## WRITTEN REQUEST
Beneath this sentence is a set of records; write each of them out exactly.

## ENTRIES
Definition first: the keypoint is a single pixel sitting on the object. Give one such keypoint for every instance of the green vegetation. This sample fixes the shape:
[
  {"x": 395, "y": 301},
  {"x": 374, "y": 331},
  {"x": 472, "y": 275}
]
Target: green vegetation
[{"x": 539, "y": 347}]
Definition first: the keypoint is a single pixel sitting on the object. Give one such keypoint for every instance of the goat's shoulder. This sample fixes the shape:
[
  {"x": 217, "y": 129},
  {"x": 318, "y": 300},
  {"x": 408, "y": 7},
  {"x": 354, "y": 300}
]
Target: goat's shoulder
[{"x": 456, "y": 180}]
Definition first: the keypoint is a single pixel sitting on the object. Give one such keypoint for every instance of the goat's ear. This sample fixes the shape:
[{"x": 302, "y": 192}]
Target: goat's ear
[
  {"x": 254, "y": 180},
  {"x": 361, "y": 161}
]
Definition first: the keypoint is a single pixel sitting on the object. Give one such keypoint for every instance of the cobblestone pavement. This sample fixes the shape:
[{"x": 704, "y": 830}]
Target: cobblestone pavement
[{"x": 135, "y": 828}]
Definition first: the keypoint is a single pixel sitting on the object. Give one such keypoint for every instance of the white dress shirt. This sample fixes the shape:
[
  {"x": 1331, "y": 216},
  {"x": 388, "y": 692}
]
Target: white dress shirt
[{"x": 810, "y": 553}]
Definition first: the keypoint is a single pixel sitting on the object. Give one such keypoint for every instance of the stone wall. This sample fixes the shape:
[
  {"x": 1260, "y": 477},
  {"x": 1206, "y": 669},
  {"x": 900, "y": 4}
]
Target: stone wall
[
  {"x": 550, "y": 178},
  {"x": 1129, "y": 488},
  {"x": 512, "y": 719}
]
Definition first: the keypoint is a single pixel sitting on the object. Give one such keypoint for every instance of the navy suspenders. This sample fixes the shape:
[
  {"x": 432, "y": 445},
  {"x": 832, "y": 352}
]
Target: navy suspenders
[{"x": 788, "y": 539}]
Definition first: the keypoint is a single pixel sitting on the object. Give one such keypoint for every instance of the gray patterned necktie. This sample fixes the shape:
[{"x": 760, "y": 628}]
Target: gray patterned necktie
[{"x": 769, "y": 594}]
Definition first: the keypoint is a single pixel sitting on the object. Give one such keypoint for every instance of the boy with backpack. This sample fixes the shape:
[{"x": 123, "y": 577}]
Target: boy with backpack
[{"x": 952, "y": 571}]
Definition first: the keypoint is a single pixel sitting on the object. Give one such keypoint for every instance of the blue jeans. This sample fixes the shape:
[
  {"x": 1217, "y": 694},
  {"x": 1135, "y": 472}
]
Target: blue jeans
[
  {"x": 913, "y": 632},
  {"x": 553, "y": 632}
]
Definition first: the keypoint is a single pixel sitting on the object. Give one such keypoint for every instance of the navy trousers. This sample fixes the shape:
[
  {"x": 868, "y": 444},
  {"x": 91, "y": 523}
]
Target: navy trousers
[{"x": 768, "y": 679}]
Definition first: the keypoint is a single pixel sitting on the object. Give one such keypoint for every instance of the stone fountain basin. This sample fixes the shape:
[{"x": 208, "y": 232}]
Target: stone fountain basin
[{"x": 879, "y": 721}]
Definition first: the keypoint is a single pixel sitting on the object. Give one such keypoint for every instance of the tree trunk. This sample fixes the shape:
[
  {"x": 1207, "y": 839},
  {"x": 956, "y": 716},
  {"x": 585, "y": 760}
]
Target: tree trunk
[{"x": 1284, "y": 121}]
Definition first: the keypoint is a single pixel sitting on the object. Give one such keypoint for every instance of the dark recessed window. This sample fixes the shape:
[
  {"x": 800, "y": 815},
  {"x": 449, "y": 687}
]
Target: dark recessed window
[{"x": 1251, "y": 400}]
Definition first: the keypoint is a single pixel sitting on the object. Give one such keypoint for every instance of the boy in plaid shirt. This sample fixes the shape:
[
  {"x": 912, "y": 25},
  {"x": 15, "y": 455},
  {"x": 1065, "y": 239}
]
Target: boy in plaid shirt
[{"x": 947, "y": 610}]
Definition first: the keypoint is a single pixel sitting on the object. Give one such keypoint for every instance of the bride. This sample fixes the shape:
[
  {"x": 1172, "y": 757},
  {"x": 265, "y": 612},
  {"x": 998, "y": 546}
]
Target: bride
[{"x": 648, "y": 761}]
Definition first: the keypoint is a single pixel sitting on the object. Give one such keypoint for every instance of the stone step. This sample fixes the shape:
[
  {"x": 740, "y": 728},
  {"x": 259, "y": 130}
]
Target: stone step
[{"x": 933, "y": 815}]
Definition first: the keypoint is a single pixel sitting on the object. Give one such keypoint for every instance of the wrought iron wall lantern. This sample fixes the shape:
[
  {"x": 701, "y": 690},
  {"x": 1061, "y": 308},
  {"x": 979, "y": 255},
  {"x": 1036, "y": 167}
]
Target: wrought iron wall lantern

## SOLUTION TO THIS PROBLEM
Definition first: the keypoint is a single pixel sitting on the object. Give one such keypoint for every instance of the green vegetation. This sample fixes the shape:
[
  {"x": 395, "y": 301},
  {"x": 374, "y": 331},
  {"x": 472, "y": 275}
]
Target: green vegetation
[{"x": 539, "y": 347}]
Definition first: the keypoint is a single pixel sitting on the object. Give one such keypoint for every instance of the goat's shoulder. This sample fixes the shape:
[
  {"x": 217, "y": 129},
  {"x": 318, "y": 300},
  {"x": 408, "y": 7},
  {"x": 354, "y": 300}
]
Target: goat's shoulder
[{"x": 456, "y": 180}]
Definition first: the keypoint is a single pixel sitting on the object. Give one such keypoint for every instance of the goat's ear. This sample fixes the shape:
[{"x": 302, "y": 192}]
Target: goat's ear
[
  {"x": 254, "y": 180},
  {"x": 361, "y": 161}
]
Definition first: the keypoint is a single pixel sitting on the object. Give one such keypoint for every instance of the cobblestone pavement. This sample fixes the shape:
[{"x": 704, "y": 830}]
Target: cobblestone pavement
[{"x": 135, "y": 828}]
Definition first: the keypoint is a single pixel sitting on the object. Give one such keypoint for every instance of the white dress shirt. This sample fixes the shape:
[
  {"x": 1331, "y": 216},
  {"x": 388, "y": 692}
]
Target: white dress shirt
[{"x": 810, "y": 553}]
Definition first: the keypoint is a single pixel sitting on the object. Give one such keypoint for every instance of the stone wall. This sample fixes the shape:
[
  {"x": 1260, "y": 477},
  {"x": 1206, "y": 669},
  {"x": 900, "y": 4}
]
Target: stone wall
[
  {"x": 550, "y": 178},
  {"x": 1129, "y": 488},
  {"x": 512, "y": 719}
]
Definition first: the keypoint is a single pixel sitting on the object. Give one such keypoint for every instance of the navy suspenders. This sample fixes the shape:
[
  {"x": 432, "y": 445},
  {"x": 832, "y": 352}
]
Target: navy suspenders
[{"x": 788, "y": 539}]
Definition first: the keypoint is a single pixel sitting on the object. Give one such keypoint for every instance of the gray patterned necktie. This sample fixes the shape:
[{"x": 760, "y": 628}]
Target: gray patterned necktie
[{"x": 769, "y": 594}]
Definition first: the keypoint is a single pixel sitting on the object. Give one such keypoint for every instance of the boy with backpack. This sample fixes the shape:
[{"x": 123, "y": 577}]
Target: boy with backpack
[{"x": 952, "y": 571}]
Definition first: the keypoint is a single pixel sitting on the object. Give one such keypoint for every instance of the blue jeans. This sample fixes the shape:
[
  {"x": 1217, "y": 694},
  {"x": 1135, "y": 472}
]
Target: blue jeans
[
  {"x": 913, "y": 632},
  {"x": 553, "y": 632}
]
Definition first: the keypoint is a single pixel sitting on the object. Give one such keypoint for every instance of the navy trousers. This sample fixes the shape:
[
  {"x": 868, "y": 444},
  {"x": 91, "y": 523}
]
Target: navy trousers
[{"x": 768, "y": 679}]
Definition first: the keypoint is a single pixel sitting on the object. Give one such keypoint for every instance of the stone fountain basin. This sample fixes the shape:
[{"x": 208, "y": 232}]
Target: stone fountain basin
[{"x": 879, "y": 721}]
Definition first: the keypoint is a single pixel sitting on the object. Give one such keypoint for every instance of the tree trunk. This sample fixes the shape:
[
  {"x": 1207, "y": 839},
  {"x": 956, "y": 716},
  {"x": 585, "y": 760}
]
Target: tree trunk
[{"x": 1284, "y": 121}]
Definition first: the keypoint is a single pixel sitting on the object. Give one such keypoint for every instance of the dark recessed window. This sample fixes the shape:
[
  {"x": 800, "y": 815},
  {"x": 449, "y": 687}
]
Target: dark recessed window
[{"x": 1251, "y": 400}]
Definition first: the keypoint is a single pixel sitting on the object. Give one such keypoint for every instance of the boy in plaid shirt. This sample fixes the shape:
[
  {"x": 912, "y": 25},
  {"x": 15, "y": 455},
  {"x": 1065, "y": 239}
]
Target: boy in plaid shirt
[{"x": 947, "y": 610}]
Definition first: the keypoint is a single pixel sitting on the object. Give one such keypoint for every instance of the bride. This sample fixes the shape:
[
  {"x": 1172, "y": 757},
  {"x": 265, "y": 612},
  {"x": 998, "y": 546}
]
Target: bride
[{"x": 648, "y": 761}]
Definition first: the keypoint is a single pixel sitting on the object. Give one such keypoint for every instance of the stone step. This sample fixes the shape:
[
  {"x": 740, "y": 728},
  {"x": 259, "y": 130}
]
Target: stone step
[{"x": 933, "y": 815}]
Definition first: the keypoint is a single pixel sitting on the object. Give one such keypoint for every instance of the wrought iron wall lantern. This sample fixes the shape:
[
  {"x": 701, "y": 690},
  {"x": 1061, "y": 308},
  {"x": 979, "y": 255},
  {"x": 1036, "y": 167}
]
Target: wrought iron wall lantern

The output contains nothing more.